Há quem diga que o período entre 1922 e 1930 foi de grande desenvolvimento da poesia modernista no Brasil. Entre 1930 e 1950, o auge do romance, sobretudo o que se chamou Romance de 30 ou Romance do Nordeste. Da década de 1950 à de 1970, a explosão do conto. Isso não deve ser tomado ao pé da letra. A crônica e outros gêneros artísticos sequer estão aí. Mas, como esquema, embora questionável, serve para nos situar.
Parece razoável afirmar que após a 2ª Grande Guerra, houve desenvolvimento excepcional do conto no Brasil. Em ensaio publicado na revista Veja, em maio de 1979, o crítico literário Wilson Martins afirmou, não sem uma ponta de ironia, que o Brasil era “o país dos contistas”. Isso coincide com o período em que o país experimentou crescimento da indústria e expansão urbana. Houve no período movimentos culturais inovadores, como Bossa Nova, Poesia Concreta e Tropicália, deflagrados nas duas principais metrópoles urbanas do País.
Na década de 1970, o Piauí recebeu bafejos da modernização. Teresina, a capital, experimentou um surto de crescimento engendrado pelo Milagre Brasileiro. Foi a época dos primeiros grandes conjuntos habitacionais construídos na periferia da cidade. Num deles, o Parque Piauí, estabeleceu-se uma família vinda do interior de Oeiras, da qual fazia parte um menino chamado João. No final da década de 1970 – não era mais menino – foram publicados seus primeiros contos em coletâneas literárias.
O primeiro conto de João Luiz Rocha do Nascimento foi publicado no livro Ô de Casa!, editado por Cinéas Santos, em 1977, que se tornou o grande editor de autores piauienses, durante pelo menos trinta anos de existência da Livraria e Editora Corisco. Outro conto seu foi publicado em 1979, no livro que reuniu quinze autores premiados no I Concurso Nacional de Contos de Varginha (MG). Voltando ao Ô de Casa!, é bom dizer que os participantes eram homens. A literatura no Piauí era território masculino. Felizmente, isso mudou.
As primeiras produções de J. L. Rocha do Nascimento possuíam características que permanecem em larga medida na sua obra até hoje. Seus primeiros contos se passavam em ambiência urbana com personagens deformados pela opressão econômica ou psíquica, ou melhor, pelas duas juntas. Sua opção assinalou ruptura com o conto rural, então predominante no Piauí, do qual Fontes Ibiapina era um dos principais representantes.
Começando a escrever numa idade boa de começar, J. L. Rocha do Nascimento foi escritor ativo nos primeiros anos de sua juventude. A paixão pelo conto o fez juntar-se aos amigos José Pereira Bezerra, Aírton Sampaio de Araújo e Manoel de Moura Filho, que tinham projetos literários semelhantes e encaravam o conto com grande entusiasmo, pelas possibilidades criadoras. O quarteto pariu o Grupo Tarântula de Contistas.

#### Entradas extraídas:
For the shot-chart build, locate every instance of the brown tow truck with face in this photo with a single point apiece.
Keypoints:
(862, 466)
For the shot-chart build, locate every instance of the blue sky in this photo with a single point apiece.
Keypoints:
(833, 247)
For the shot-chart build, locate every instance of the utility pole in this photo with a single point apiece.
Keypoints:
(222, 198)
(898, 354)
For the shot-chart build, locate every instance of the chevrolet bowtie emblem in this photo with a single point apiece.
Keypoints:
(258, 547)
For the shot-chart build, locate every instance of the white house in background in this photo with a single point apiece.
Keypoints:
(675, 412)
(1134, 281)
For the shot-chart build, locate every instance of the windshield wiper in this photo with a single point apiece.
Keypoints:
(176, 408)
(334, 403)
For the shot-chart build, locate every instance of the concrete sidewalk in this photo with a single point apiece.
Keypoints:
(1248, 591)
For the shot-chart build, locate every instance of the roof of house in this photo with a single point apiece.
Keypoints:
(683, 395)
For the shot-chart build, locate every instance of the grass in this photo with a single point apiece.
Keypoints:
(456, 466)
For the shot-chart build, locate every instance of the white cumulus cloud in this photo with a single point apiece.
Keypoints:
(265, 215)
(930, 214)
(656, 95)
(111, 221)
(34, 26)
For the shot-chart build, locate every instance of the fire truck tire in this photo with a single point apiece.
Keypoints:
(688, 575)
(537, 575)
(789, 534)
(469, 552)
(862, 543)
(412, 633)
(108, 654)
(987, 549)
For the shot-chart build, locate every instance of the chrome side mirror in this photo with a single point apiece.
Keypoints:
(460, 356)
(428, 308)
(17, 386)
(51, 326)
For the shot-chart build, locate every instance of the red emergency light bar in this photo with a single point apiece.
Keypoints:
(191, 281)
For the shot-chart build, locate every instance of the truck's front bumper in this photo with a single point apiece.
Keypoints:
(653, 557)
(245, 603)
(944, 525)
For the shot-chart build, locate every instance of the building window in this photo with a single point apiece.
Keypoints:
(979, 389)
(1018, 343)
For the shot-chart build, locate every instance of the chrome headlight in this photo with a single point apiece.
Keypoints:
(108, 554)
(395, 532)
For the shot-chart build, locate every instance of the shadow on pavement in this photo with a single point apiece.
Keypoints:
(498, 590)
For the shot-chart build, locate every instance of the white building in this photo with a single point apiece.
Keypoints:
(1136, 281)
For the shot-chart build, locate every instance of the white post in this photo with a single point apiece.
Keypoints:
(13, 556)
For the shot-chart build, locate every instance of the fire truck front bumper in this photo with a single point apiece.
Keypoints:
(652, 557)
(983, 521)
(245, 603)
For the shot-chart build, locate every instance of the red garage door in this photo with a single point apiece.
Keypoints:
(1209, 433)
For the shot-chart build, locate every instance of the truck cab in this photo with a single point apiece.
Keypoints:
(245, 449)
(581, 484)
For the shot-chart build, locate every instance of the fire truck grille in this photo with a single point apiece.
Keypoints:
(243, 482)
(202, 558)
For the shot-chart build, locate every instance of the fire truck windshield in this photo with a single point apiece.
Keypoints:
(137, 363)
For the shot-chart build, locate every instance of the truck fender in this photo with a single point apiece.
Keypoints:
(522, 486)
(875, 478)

#### Complete o seguinte:
A – Resuma em duas frases o trecho sobre o conto brasileiro.
B – Escreva a continuação do trecho sobre o conto brasileiro a partir do ponto em que ele termina.
As entradas não têm nenhuma relação com o trecho sobre o conto brasileiro.

#### Respostas dos exercícios:
A – Depois da Segunda Guerra, o conto teve um desenvolvimento excepcional no Brasil, num período de crescimento da indústria e de expansão urbana, e na década de 1970 Teresina também viveu um surto de crescimento. J. L. Rocha do Nascimento, de uma família que se estabeleceu no conjunto Parque Piauí, publicou seus primeiros contos no final dos anos 1970, rompeu com o conto rural então predominante no Piauí e formou com três amigos o Grupo Tarântula de Contistas.

B –
Depois desse início alentador, J. L. Rocha do Nascimento dedicou-se aos trabalhos profissionais e deixou de escrever. Felizmente, ressurgiu em 2019 com seu primeiro livro solo de contos, Um Clarão Dentro da Noite, do qual fazem parte alguns contos anteriormente publicados em jornais e coletâneas, como o reescrito Novela Liberada Para Este Horário, da estreia no Ô de Casa!
Um Clarão Dentro da Noite traz um escritor amadurecido, crítico, de uma ironia corrosiva. Em contos como O Anjo Vingador e Folha Seca, ódio e violência tem endereços certos. Parecem ressoar Rubem Fonseca. As intertextualidades com a literatura e outros gêneros artísticos conferem charme às narrativas e ampliam significados. Jim Morrison Sobe aos Céus é um conto herético, sem enredo.
Depois de Um Clarão Dentro da Noite, vieram Os Pés Descalços de Ava Gardner (2020), Morangos Silvestres e Outros Contos Eróticos (2022) e Na Caverna de Platão e Outros Contos Breves, que o autor acaba de lançar. Nesses livros, ele aprimorou sua escrita, manejando repertório de técnicas a serviço de criar narrativas e inventar personagens quase sempre deformadas, obsessivas, humanas.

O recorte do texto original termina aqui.